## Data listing
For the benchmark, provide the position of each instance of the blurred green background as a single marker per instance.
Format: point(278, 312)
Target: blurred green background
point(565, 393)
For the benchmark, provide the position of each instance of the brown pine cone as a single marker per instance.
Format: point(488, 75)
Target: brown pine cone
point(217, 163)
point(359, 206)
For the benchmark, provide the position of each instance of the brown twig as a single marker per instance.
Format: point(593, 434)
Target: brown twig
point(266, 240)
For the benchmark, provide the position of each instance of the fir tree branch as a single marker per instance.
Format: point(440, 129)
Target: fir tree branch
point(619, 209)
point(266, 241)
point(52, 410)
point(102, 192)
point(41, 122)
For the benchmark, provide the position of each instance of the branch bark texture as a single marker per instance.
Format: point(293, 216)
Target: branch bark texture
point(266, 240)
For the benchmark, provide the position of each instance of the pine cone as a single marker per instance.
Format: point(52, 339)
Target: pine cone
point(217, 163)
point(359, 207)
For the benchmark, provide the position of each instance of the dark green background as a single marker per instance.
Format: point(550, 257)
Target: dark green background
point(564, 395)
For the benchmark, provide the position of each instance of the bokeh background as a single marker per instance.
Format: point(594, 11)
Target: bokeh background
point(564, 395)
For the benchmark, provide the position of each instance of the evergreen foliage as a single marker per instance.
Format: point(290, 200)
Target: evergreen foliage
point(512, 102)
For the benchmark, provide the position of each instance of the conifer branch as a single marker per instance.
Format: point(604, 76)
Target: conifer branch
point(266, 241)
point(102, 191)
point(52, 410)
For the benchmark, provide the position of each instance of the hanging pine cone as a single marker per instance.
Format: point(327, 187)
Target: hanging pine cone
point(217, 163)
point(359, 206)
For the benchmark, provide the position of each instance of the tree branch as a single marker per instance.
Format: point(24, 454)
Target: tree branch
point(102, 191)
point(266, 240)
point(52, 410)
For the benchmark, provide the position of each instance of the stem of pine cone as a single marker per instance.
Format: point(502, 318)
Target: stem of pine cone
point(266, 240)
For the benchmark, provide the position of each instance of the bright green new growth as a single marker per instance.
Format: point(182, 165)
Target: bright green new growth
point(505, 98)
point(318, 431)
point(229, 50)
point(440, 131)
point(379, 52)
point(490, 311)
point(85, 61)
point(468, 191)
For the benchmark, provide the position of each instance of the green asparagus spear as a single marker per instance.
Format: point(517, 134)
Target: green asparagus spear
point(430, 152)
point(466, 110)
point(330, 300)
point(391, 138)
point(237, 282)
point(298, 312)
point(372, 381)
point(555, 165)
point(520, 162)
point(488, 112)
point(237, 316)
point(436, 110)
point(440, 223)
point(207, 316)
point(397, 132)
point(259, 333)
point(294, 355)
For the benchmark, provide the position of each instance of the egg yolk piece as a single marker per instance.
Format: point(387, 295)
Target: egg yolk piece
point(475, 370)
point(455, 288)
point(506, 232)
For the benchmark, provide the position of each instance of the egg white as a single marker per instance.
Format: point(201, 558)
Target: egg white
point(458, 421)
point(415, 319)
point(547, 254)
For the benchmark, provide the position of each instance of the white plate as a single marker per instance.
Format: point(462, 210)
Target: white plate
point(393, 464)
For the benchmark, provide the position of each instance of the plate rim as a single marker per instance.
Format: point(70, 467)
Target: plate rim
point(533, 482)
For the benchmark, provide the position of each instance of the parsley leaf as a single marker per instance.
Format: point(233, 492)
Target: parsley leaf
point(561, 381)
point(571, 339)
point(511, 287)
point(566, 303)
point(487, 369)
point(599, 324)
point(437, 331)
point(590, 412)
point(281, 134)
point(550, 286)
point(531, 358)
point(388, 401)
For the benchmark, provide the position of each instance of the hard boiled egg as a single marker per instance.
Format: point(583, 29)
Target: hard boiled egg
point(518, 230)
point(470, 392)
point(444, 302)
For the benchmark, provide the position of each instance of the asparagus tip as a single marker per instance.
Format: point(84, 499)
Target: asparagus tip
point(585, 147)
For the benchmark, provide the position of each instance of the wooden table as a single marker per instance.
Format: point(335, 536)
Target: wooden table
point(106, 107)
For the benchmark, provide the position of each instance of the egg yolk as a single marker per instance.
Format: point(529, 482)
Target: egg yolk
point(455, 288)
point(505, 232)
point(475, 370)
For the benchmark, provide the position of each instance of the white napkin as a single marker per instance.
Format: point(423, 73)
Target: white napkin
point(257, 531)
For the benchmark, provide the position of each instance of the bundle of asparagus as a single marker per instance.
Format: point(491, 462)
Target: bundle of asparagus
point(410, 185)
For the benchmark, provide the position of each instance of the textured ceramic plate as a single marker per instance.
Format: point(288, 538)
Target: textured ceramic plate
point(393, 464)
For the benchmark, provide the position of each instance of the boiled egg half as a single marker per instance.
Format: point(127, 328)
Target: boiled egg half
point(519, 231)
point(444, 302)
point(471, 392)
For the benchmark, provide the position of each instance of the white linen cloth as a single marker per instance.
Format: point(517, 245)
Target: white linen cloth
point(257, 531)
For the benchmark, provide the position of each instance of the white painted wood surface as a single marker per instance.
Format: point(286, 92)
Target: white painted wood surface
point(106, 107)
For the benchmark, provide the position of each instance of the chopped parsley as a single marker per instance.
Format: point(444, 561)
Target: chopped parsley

## Do this
Could you rewrite all of the material above with "benchmark" replaced by "evaluation" and everything else left as it is?

## Answer for the task
For the evaluation, provide the position of each instance of the blurred green background as a single marker per instance.
Format: point(278, 312)
Target: blurred green background
point(565, 393)
For the evaluation, provide the position of each instance of the brown pine cone as a single marker per instance.
Format: point(488, 75)
Target: brown pine cone
point(217, 163)
point(359, 206)
For the evaluation, provide the position of each instance of the brown twig as a single marker per instance.
Format: point(593, 434)
Target: brown twig
point(266, 240)
For the evaluation, provide the position of each instance of the fir tree branch as a single marker per instance.
Format: point(440, 129)
Target: fir tree branch
point(619, 209)
point(266, 241)
point(52, 410)
point(102, 192)
point(41, 122)
For the evaluation, provide the position of each instance of the branch bark texture as a single marker per instance.
Format: point(293, 216)
Target: branch bark texture
point(266, 240)
For the evaluation, provide the position of each instance of the pine cone as a single marker per instance.
Format: point(52, 339)
Target: pine cone
point(217, 163)
point(359, 207)
For the evaluation, provide the position of each instance of the dark green background as a single marker per instance.
Format: point(550, 257)
Target: dark green background
point(564, 395)
For the evaluation, provide the position of each instance of the bokeh background as a single marker per instance.
Format: point(594, 11)
Target: bokeh background
point(564, 395)
For the evaluation, provide the position of each instance of the evergreen foliage as a single marker per instance.
Format: point(290, 200)
Target: evergreen foliage
point(512, 102)
For the evaluation, provide the position of each instance of the conifer branch as a single marker per instance.
Format: point(604, 76)
Target: conifer branch
point(266, 241)
point(102, 191)
point(52, 410)
For the evaluation, provide the position of each instance of the hanging pine cone as a single marker per instance.
Format: point(327, 187)
Target: hanging pine cone
point(217, 163)
point(359, 206)
For the evaluation, provide the position of each instance of the tree branch as a single marker per instance.
Format: point(24, 454)
Target: tree branch
point(102, 191)
point(266, 240)
point(52, 410)
For the evaluation, provide the position of each instance of the stem of pine cone as a single marker per instance.
Format: point(502, 318)
Target: stem of pine cone
point(266, 240)
For the evaluation, provide the position of each instance of the bright green new growth as a single marker per instance.
Format: point(182, 165)
Target: bright green new growth
point(505, 98)
point(318, 431)
point(229, 50)
point(440, 131)
point(379, 52)
point(490, 311)
point(85, 61)
point(468, 191)
For the evaluation, provide the position of each instance of the green asparagus spear as a single marker per instance.
Format: point(517, 134)
Target: green asparagus spear
point(430, 152)
point(466, 110)
point(330, 300)
point(391, 138)
point(237, 282)
point(298, 312)
point(372, 381)
point(555, 165)
point(520, 162)
point(488, 112)
point(237, 316)
point(436, 110)
point(440, 223)
point(207, 316)
point(397, 132)
point(259, 333)
point(294, 355)
For the evaluation, provide the position of each instance of the egg yolk piece as a single marker per instance.
Format: point(387, 295)
Target: egg yolk piece
point(475, 370)
point(455, 288)
point(506, 232)
For the evaluation, provide the position of each instance of the egg white as a single marker per instance.
Format: point(201, 558)
Target: egg white
point(458, 421)
point(415, 319)
point(547, 254)
For the evaluation, provide the position of each instance of the white plate as a single marker per instance.
Format: point(462, 210)
Target: white plate
point(393, 464)
For the evaluation, provide the position of each instance of the plate rim as a single marker per instance.
Format: point(70, 467)
Target: plate rim
point(533, 482)
For the evaluation, provide the position of each instance of the parsley leaf as a single marker per instance.
Format: point(233, 492)
Target: parsley leaf
point(561, 381)
point(571, 339)
point(511, 287)
point(566, 303)
point(487, 369)
point(599, 324)
point(437, 331)
point(590, 412)
point(281, 134)
point(550, 286)
point(531, 358)
point(388, 401)
For the evaluation, provide the position of each instance of the hard boiled egg as a single marker per instance.
Format: point(583, 29)
Target: hard boiled egg
point(518, 230)
point(470, 392)
point(444, 302)
For the evaluation, provide the position of each instance of the asparagus tip as a single marker per instance.
Format: point(84, 499)
Target: asparagus tip
point(585, 147)
For the evaluation, provide the position of each instance of the wooden table as a single marker per instance.
Format: point(335, 536)
Target: wooden table
point(106, 107)
For the evaluation, provide the position of each instance of the egg yolk as a single marker per instance.
Format: point(529, 482)
Target: egg yolk
point(455, 288)
point(505, 232)
point(475, 370)
For the evaluation, provide the position of each instance of the white napkin as a single marker per instance.
Format: point(423, 73)
Target: white napkin
point(257, 531)
For the evaluation, provide the position of each instance of the bundle of asparagus as a single marker per instance.
Format: point(491, 462)
Target: bundle of asparagus
point(410, 185)
For the evaluation, provide the position of each instance of the textured ceramic plate as a single marker per instance.
Format: point(288, 538)
Target: textured ceramic plate
point(393, 464)
For the evaluation, provide the position of each instance of the boiled egg half as a single marker per instance.
Format: point(127, 328)
Target: boiled egg half
point(519, 231)
point(444, 302)
point(471, 392)
For the evaluation, provide the position of each instance of the white linen cloth as a single marker per instance.
Format: point(517, 245)
Target: white linen cloth
point(257, 531)
For the evaluation, provide the position of each instance of the white painted wood surface as a single marker per instance.
Format: point(286, 92)
Target: white painted wood surface
point(106, 107)
For the evaluation, provide the position of each instance of the chopped parsley as a single marker per instance.
Format: point(444, 561)
Target: chopped parsley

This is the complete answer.